Description of the task: Return only the number of lines in the records below where the string "eyeglasses" shows up.
---+---
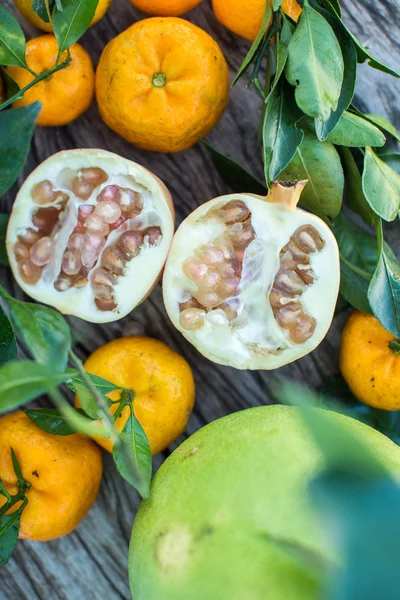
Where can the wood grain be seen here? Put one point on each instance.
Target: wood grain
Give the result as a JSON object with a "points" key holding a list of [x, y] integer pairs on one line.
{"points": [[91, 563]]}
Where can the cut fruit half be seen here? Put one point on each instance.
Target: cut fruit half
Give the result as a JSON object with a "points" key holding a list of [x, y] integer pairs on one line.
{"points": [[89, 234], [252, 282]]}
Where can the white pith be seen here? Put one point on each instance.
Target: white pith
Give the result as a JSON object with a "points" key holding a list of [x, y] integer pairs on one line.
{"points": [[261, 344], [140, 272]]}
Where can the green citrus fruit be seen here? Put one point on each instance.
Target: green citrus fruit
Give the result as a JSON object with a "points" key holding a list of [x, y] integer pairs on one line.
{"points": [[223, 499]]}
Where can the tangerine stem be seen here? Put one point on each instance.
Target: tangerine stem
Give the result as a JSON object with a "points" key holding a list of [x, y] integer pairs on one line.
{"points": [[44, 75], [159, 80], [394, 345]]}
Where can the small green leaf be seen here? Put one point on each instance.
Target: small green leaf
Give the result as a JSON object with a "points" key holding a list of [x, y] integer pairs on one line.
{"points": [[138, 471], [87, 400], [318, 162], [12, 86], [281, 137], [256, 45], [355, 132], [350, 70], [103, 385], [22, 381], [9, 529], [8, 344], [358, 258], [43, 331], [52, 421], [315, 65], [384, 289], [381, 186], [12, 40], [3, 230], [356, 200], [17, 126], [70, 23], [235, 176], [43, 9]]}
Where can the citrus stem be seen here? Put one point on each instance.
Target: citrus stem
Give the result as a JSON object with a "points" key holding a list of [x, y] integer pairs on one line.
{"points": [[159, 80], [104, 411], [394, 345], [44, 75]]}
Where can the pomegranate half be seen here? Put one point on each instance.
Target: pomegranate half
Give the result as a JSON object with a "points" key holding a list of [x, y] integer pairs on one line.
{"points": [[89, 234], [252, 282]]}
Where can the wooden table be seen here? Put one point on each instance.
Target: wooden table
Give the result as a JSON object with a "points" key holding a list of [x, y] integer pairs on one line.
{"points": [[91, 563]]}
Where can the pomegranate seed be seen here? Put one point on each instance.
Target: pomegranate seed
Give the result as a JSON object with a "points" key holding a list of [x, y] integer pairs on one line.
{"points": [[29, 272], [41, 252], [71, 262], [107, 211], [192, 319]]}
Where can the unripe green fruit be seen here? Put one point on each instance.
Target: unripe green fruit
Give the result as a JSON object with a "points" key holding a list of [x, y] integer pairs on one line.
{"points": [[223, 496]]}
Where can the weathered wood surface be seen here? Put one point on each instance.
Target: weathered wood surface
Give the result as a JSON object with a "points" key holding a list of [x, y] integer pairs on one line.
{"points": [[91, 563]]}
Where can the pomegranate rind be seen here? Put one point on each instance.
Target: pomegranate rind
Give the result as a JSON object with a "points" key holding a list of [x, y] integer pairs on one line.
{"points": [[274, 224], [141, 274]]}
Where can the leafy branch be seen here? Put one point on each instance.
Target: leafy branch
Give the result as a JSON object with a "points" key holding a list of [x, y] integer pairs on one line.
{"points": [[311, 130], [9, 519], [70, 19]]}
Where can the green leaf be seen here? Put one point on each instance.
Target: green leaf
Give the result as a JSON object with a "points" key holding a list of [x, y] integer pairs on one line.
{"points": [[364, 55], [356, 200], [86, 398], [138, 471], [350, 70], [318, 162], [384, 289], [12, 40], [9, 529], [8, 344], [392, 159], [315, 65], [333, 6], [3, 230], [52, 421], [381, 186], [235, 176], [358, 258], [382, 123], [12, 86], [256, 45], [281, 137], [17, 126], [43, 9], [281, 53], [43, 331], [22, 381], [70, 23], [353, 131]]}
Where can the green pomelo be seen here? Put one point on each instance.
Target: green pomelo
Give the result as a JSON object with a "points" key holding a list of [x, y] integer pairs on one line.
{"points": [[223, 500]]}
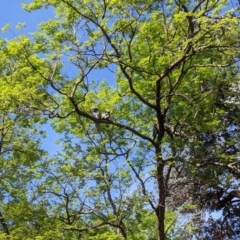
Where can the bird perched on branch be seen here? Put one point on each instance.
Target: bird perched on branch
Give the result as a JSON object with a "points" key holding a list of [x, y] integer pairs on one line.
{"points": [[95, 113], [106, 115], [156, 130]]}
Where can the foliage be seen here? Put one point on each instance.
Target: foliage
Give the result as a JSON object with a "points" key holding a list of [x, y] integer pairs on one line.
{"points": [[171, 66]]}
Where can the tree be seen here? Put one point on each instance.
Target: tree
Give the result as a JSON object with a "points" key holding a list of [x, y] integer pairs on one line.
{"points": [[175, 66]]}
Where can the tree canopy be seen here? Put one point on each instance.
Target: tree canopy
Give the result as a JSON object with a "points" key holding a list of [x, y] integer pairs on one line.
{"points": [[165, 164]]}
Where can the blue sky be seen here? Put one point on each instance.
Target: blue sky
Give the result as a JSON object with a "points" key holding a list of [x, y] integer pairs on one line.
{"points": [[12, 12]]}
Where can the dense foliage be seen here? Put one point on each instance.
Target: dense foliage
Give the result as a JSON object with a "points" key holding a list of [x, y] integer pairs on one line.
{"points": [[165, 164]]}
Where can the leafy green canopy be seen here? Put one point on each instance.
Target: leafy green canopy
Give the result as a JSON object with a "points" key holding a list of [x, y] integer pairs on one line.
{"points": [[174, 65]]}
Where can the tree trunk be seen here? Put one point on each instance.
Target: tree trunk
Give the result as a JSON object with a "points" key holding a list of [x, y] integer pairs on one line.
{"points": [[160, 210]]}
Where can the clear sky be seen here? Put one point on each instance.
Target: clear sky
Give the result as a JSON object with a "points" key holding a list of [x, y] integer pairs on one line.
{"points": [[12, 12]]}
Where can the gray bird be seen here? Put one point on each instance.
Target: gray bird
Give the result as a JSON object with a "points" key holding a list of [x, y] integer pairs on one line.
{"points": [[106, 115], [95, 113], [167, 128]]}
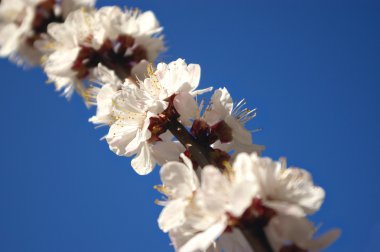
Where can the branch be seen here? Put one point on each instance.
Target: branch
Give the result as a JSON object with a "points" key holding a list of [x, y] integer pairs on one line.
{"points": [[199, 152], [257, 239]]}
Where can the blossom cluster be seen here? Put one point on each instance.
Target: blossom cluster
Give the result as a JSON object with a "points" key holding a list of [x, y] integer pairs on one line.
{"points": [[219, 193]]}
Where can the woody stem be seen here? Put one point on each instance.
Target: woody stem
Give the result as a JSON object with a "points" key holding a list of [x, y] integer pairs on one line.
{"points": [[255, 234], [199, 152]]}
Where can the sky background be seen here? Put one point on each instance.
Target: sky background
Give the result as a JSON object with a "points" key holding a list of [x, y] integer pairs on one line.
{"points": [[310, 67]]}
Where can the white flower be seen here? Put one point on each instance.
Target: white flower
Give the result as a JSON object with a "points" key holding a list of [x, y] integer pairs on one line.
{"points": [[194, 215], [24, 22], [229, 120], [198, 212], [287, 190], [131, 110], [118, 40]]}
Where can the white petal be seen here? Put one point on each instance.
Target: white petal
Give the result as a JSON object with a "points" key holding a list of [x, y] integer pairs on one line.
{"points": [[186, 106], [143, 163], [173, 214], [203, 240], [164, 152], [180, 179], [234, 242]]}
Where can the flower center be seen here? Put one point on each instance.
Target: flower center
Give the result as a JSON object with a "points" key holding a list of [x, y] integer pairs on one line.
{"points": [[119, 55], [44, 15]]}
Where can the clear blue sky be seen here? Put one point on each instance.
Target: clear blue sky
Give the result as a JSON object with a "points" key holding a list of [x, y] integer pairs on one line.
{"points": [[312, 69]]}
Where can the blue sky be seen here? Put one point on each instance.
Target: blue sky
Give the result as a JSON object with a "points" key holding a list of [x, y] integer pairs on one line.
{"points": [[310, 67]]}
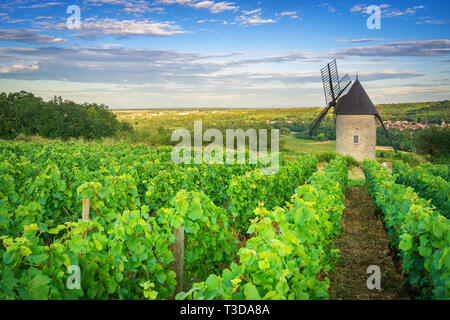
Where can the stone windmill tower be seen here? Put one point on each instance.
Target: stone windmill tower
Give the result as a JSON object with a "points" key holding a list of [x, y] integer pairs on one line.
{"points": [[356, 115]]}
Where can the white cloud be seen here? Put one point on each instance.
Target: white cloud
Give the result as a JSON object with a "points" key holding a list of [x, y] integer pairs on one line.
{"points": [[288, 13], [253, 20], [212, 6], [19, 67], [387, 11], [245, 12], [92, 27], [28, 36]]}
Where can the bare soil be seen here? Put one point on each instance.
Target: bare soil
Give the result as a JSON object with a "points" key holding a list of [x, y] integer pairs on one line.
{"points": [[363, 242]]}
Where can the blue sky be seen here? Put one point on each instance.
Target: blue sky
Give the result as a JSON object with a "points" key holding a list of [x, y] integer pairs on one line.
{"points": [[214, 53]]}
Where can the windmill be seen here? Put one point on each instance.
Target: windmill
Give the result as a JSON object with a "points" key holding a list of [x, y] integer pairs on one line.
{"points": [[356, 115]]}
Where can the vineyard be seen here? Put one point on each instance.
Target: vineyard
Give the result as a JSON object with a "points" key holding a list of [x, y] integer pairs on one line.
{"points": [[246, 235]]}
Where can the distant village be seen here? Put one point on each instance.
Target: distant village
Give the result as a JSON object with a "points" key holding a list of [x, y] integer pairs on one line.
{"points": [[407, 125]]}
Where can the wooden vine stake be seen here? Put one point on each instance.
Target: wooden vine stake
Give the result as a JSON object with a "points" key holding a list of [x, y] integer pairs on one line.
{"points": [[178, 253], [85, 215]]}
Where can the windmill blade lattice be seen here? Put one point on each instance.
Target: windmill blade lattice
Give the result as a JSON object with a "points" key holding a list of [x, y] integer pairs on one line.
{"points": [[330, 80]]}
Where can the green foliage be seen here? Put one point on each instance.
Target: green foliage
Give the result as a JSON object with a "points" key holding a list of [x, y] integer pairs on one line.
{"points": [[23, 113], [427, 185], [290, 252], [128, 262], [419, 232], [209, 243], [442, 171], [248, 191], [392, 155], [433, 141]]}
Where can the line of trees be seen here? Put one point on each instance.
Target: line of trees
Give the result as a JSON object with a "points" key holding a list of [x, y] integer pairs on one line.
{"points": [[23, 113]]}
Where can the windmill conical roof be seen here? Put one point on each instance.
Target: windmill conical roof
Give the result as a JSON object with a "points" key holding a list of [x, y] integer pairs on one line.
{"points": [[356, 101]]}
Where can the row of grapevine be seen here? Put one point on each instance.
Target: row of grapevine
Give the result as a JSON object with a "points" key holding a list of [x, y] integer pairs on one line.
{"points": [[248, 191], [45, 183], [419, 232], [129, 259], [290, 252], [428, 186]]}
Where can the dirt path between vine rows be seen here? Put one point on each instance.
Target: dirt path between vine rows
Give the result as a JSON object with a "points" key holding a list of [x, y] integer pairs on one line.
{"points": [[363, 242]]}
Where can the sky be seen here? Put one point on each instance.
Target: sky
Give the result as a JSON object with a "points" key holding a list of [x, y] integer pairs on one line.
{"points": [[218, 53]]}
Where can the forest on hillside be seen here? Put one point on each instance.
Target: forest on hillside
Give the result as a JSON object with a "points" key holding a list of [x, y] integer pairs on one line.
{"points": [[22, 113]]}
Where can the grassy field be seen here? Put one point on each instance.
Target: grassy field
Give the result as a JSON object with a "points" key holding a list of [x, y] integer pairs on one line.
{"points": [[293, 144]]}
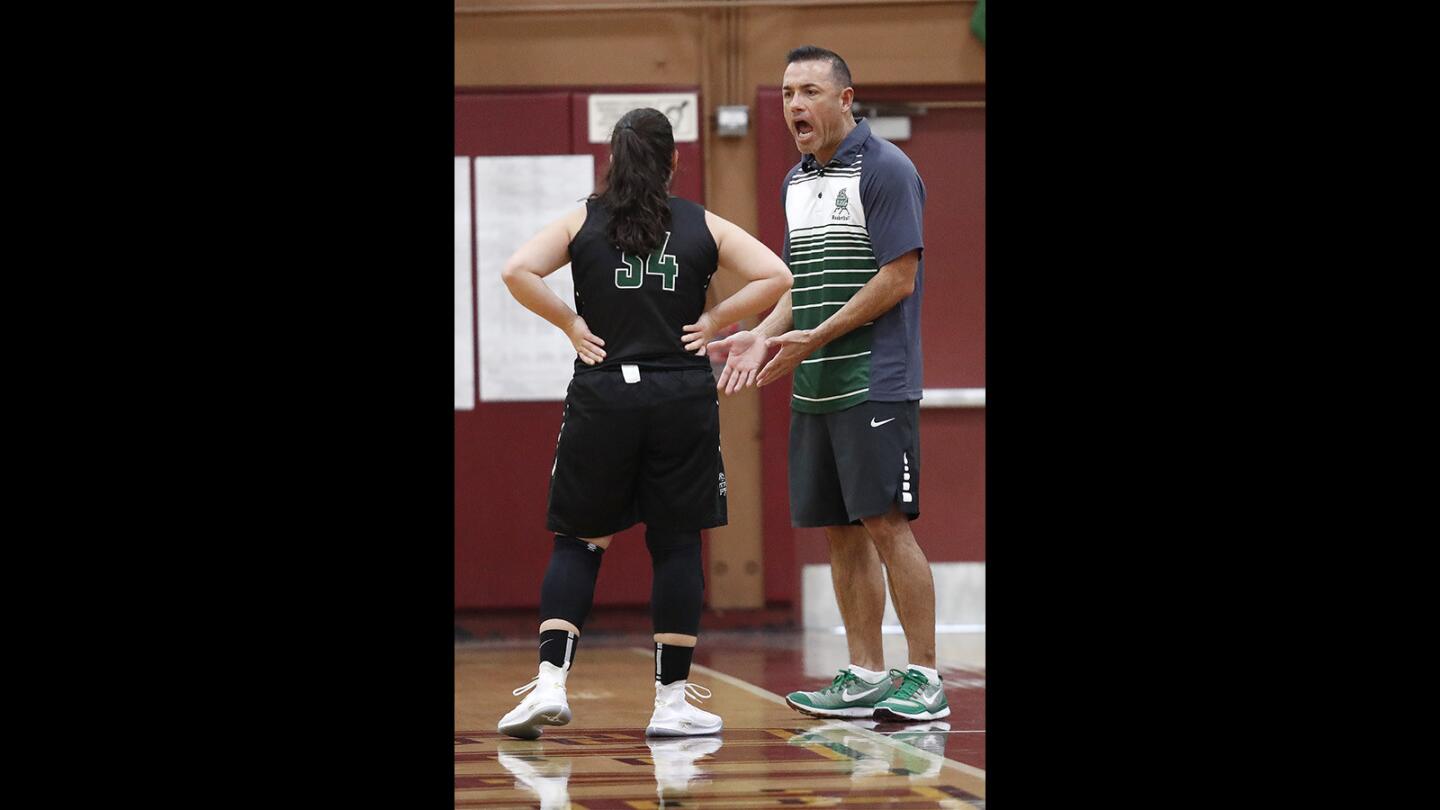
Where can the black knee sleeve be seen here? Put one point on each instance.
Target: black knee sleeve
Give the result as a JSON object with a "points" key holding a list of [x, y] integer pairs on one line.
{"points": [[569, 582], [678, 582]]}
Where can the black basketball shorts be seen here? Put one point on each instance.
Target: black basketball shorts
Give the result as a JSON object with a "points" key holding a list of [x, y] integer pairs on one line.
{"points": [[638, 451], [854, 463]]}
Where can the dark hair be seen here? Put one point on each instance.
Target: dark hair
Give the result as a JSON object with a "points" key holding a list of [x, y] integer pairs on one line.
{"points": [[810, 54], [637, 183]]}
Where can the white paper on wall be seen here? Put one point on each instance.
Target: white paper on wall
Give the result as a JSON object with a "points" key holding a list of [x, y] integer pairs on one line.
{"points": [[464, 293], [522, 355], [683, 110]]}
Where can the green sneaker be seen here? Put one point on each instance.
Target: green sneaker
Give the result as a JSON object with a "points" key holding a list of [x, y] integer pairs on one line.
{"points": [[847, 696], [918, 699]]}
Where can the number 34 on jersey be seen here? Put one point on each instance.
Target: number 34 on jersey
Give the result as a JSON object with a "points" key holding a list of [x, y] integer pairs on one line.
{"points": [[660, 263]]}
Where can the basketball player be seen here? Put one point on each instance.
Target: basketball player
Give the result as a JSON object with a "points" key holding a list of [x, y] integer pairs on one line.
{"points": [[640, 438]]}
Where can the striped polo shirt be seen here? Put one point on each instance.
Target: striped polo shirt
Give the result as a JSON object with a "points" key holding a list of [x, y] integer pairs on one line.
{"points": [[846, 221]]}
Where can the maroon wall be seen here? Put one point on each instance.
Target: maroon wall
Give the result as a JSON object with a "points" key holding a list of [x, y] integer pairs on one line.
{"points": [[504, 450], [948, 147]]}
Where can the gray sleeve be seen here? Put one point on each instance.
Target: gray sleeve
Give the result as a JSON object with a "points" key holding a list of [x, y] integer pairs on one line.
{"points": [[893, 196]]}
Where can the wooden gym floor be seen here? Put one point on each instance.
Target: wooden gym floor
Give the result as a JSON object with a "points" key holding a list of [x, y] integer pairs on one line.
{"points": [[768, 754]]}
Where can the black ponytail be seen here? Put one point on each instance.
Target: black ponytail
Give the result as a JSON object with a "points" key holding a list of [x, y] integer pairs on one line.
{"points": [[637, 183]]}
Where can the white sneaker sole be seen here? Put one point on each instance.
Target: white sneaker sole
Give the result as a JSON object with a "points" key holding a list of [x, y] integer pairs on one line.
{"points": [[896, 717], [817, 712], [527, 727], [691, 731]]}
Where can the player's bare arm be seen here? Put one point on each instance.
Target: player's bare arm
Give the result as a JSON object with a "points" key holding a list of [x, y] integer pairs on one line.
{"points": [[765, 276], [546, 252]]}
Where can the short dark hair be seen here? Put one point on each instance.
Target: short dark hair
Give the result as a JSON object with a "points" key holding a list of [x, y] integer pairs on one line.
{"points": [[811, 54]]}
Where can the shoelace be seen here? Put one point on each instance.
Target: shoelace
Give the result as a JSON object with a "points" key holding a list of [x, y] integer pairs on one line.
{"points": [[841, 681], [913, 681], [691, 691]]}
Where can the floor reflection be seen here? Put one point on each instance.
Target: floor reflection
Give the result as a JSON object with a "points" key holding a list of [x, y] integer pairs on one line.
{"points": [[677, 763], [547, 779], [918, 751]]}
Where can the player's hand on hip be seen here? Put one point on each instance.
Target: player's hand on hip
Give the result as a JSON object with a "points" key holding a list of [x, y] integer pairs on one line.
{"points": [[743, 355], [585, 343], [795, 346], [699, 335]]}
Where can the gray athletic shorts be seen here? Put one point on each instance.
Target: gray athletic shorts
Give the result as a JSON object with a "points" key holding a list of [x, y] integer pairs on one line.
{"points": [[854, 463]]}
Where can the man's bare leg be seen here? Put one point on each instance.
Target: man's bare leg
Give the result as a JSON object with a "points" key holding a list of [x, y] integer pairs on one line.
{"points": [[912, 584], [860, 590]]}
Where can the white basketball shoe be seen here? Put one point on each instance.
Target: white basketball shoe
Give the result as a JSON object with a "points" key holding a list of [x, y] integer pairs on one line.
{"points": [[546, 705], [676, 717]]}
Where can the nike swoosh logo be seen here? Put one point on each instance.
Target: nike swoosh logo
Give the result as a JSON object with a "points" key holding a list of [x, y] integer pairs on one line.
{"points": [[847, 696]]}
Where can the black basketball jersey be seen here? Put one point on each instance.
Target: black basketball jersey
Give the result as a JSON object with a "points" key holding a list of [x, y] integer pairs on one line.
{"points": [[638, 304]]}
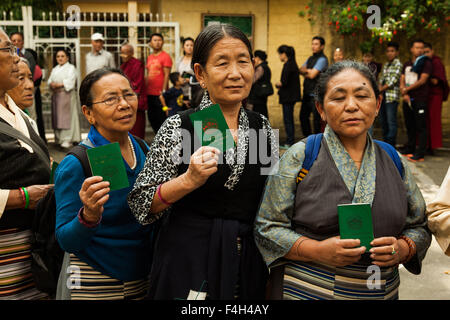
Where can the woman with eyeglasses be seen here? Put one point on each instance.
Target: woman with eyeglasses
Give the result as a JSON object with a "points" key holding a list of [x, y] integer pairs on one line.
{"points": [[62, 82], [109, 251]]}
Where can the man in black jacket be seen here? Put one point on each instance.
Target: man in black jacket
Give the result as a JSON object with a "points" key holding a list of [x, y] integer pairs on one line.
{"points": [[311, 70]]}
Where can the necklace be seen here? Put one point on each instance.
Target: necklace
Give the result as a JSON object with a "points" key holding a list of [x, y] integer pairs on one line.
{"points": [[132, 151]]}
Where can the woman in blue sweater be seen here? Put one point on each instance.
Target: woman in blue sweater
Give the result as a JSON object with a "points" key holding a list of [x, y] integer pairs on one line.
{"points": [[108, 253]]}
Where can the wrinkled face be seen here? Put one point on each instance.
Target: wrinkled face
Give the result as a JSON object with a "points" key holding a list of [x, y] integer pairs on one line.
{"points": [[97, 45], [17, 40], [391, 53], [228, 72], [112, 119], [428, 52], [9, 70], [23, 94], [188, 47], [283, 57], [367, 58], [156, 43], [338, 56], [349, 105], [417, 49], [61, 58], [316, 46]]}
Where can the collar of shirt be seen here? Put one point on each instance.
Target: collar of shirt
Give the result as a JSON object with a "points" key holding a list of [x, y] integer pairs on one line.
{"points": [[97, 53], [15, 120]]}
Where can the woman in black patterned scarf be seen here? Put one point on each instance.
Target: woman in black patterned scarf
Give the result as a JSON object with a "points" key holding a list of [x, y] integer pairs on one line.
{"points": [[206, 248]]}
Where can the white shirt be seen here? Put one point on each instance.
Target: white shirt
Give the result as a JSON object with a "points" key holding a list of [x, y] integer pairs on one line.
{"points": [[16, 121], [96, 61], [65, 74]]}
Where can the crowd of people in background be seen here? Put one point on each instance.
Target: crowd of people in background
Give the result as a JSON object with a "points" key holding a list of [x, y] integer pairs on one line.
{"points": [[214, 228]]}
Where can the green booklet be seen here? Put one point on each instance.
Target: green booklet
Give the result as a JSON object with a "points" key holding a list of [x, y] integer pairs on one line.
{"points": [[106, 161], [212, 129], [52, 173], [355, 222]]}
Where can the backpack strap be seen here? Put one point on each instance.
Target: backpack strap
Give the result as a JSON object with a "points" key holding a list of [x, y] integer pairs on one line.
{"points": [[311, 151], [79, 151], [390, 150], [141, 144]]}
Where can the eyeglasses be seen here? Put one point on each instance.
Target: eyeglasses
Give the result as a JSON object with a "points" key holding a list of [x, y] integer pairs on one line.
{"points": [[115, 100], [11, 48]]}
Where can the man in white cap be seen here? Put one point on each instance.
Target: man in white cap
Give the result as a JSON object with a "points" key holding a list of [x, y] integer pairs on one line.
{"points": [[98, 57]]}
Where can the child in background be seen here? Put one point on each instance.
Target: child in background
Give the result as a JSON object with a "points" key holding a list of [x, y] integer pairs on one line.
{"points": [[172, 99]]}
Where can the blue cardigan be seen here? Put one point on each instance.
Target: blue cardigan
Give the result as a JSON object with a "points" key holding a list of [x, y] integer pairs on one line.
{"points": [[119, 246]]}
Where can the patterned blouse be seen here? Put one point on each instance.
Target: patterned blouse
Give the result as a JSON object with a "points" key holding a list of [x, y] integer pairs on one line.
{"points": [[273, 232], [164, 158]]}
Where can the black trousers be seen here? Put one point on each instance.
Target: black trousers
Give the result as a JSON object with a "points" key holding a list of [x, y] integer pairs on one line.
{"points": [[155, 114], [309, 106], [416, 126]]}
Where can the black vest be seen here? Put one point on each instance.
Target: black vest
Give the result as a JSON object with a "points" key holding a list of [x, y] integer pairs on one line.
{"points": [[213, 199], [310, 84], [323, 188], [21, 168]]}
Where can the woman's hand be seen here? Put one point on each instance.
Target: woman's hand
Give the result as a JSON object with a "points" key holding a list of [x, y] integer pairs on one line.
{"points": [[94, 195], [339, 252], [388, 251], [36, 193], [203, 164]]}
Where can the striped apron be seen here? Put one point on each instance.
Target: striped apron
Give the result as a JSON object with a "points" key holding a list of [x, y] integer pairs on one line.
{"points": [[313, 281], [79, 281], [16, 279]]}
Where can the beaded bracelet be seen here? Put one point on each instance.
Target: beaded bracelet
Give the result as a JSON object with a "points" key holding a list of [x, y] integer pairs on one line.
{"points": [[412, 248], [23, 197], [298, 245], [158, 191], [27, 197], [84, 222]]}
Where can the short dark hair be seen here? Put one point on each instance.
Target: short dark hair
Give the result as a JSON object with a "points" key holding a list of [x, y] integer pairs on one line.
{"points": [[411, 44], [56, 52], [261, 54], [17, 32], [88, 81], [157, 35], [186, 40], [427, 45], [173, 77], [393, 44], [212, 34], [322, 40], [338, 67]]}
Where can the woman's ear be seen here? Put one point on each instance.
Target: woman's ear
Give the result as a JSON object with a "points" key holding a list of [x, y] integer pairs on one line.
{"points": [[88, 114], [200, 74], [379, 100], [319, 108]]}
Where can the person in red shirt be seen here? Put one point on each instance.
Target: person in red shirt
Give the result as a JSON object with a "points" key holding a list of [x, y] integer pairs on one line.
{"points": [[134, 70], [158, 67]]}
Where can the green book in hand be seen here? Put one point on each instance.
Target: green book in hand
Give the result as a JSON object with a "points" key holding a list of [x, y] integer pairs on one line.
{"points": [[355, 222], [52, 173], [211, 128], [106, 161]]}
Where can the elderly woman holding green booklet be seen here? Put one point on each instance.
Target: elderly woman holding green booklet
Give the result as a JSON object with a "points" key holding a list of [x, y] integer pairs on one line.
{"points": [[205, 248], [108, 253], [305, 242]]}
---+---
Worked solution: 4